-- EXERCISE REQUIREMENTS --
Would you restate, exactly as they appear, the lines from the one containing "of the flower" through the end of the data below?

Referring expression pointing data
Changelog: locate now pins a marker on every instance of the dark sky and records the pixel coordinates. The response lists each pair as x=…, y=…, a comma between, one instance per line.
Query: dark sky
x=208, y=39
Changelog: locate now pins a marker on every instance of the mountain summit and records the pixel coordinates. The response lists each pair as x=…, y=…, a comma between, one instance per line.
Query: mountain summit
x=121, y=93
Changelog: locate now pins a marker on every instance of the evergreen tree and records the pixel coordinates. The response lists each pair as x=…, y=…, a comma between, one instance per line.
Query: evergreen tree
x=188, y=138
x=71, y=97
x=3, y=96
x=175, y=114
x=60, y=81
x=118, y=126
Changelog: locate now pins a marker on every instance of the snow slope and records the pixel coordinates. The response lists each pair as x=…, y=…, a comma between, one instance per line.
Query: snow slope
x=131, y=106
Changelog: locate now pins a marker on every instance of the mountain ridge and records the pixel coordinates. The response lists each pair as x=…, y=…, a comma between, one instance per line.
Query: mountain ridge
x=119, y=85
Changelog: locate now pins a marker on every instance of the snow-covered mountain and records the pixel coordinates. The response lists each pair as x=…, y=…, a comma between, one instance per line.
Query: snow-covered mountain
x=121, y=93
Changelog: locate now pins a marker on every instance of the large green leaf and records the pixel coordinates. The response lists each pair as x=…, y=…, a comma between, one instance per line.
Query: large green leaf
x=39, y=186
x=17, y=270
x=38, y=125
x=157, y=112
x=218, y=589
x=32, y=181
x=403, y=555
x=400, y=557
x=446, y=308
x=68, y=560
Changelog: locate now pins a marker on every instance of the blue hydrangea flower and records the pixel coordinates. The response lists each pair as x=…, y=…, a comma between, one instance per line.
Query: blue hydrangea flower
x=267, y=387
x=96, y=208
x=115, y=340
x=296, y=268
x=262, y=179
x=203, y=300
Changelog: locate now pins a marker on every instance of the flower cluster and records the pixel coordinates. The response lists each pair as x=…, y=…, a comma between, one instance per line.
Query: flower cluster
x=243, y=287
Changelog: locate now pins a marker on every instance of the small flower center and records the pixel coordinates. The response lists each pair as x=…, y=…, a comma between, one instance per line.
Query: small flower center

-- ANSWER TO THIS PROBLEM --
Changelog: locate now pins a marker on every instance of the flower cluster and records the pixel coordinates. The response lists each pair as x=…, y=…, a comma between, one instance per line.
Query: flower cluster
x=243, y=287
Changelog: locate now pins a marker on every instance of the small flower center and records the pixel coordinates. The response lists each pair as x=…, y=…, a comma between, one instance per line.
Query: small flower center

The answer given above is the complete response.